▸ **WHAT TO PRODUCE**
Copy out every line of the material below without changing a single character.

# # # # #

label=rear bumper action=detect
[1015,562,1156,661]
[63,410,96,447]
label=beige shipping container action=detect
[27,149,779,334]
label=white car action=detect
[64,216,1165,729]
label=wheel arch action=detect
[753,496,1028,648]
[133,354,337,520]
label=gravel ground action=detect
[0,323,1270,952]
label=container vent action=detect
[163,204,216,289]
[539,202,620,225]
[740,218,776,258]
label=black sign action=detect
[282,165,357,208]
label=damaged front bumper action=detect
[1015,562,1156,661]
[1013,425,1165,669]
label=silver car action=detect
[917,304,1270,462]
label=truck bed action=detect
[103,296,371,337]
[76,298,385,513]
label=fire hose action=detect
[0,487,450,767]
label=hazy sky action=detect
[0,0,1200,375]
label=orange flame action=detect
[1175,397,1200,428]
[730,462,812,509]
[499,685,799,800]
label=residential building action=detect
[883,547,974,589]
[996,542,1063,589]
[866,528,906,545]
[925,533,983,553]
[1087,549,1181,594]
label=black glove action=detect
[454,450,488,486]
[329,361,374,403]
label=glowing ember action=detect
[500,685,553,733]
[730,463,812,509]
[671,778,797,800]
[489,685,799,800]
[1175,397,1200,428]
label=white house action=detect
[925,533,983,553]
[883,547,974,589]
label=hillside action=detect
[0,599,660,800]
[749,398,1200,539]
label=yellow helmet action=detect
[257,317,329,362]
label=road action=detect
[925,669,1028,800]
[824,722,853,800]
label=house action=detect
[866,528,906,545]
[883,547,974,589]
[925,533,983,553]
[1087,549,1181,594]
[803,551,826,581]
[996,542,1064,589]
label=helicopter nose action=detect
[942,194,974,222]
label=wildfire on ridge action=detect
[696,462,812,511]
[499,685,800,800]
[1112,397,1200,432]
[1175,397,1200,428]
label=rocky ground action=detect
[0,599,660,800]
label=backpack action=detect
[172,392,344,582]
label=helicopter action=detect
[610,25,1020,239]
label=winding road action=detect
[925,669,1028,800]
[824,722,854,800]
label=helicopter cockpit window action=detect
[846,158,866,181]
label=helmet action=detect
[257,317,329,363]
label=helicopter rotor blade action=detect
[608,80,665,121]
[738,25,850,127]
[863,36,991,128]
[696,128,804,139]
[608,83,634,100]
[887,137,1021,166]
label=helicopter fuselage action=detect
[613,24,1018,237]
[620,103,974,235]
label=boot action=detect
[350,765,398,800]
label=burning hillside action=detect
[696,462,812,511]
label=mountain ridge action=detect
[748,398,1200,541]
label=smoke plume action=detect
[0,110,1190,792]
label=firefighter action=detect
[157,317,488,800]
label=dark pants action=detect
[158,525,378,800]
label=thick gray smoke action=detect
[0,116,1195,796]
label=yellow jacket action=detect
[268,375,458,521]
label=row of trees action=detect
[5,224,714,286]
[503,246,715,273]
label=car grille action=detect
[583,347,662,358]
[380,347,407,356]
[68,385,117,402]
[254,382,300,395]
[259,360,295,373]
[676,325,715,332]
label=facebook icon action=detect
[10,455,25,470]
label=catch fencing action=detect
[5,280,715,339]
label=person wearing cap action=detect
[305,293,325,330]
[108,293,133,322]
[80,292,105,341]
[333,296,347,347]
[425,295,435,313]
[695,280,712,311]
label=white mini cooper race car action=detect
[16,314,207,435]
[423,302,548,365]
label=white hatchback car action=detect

# # # # #

▸ **RESULT FOR THIS EXERCISE**
label=rear bumper action=detect
[1015,562,1156,661]
[63,410,96,447]
label=beige shipping container action=detect
[27,149,779,334]
label=white car action=detect
[64,216,1165,729]
label=wheel arch action=detect
[753,496,1028,648]
[133,354,337,520]
label=gravel ground action=detect
[0,323,1270,952]
label=container vent action=detect
[163,204,216,289]
[539,202,620,225]
[740,218,776,258]
label=black sign action=detect
[282,165,357,208]
label=damaged front bumper action=detect
[1015,562,1156,661]
[1013,425,1165,669]
label=silver car action=detect
[917,304,1270,462]
label=truck bed action=detect
[103,296,371,337]
[76,298,385,513]
label=fire hose action=detect
[0,487,450,767]
label=hazy sky action=detect
[0,0,1200,375]
label=orange flame action=detect
[1175,397,1200,428]
[730,462,812,509]
[499,685,799,800]
label=residential building action=detect
[883,547,974,589]
[996,542,1063,589]
[866,528,906,545]
[925,533,983,553]
[1087,549,1181,594]
label=black glove action=detect
[454,450,488,486]
[329,361,374,403]
label=glowing ember action=detect
[500,685,553,733]
[730,463,812,509]
[671,778,797,800]
[489,685,799,800]
[1175,397,1200,428]
label=white house action=detect
[925,533,983,553]
[883,547,974,589]
label=hillside action=detect
[0,599,660,800]
[749,398,1200,539]
label=yellow helmet action=detect
[257,317,329,362]
label=road action=detect
[925,669,1028,800]
[824,722,853,800]
label=house action=detect
[866,528,906,545]
[883,547,974,589]
[925,533,983,553]
[1087,549,1181,594]
[803,551,826,581]
[996,542,1064,589]
label=helicopter nose action=detect
[942,194,974,222]
label=wildfire on ridge action=detect
[696,462,812,511]
[499,685,800,800]
[1112,397,1200,432]
[1175,397,1200,428]
label=rocky ground action=detect
[0,599,660,800]
label=backpack action=detect
[172,392,344,582]
label=helicopter action=detect
[610,25,1020,239]
label=winding road action=detect
[925,669,1028,800]
[824,722,854,800]
label=helicopter cockpit window action=detect
[846,158,866,181]
label=helmet action=detect
[257,317,329,363]
label=helicopter rotor blade action=detect
[608,80,665,121]
[738,25,850,127]
[863,36,991,128]
[696,128,804,139]
[608,83,634,100]
[887,137,1021,166]
label=helicopter fuselage action=detect
[613,24,1018,237]
[620,103,974,235]
label=boot action=detect
[350,765,398,800]
label=burning hillside action=detect
[696,462,812,511]
label=mountain ridge action=detect
[748,398,1200,541]
label=smoke plume action=detect
[0,110,1190,792]
label=firefighter action=detect
[157,317,488,800]
label=dark pants action=detect
[158,525,378,800]
label=thick gray smoke action=detect
[0,116,1195,796]
label=yellow jacket action=detect
[268,375,458,521]
label=row of trees action=detect
[5,224,714,286]
[503,246,715,273]
label=car grille action=detect
[583,347,662,358]
[380,347,407,356]
[68,385,117,402]
[254,382,300,395]
[259,360,295,373]
[676,325,715,332]
label=facebook icon action=detect
[10,455,25,470]
label=catch fencing action=detect
[5,280,715,339]
label=person wearing cap action=detect
[305,293,325,330]
[108,293,133,322]
[80,292,105,341]
[333,296,347,347]
[425,295,435,313]
[695,280,712,311]
label=white mini cooper race car action=detect
[16,314,207,435]
[423,302,548,365]
label=white hatchback car action=detect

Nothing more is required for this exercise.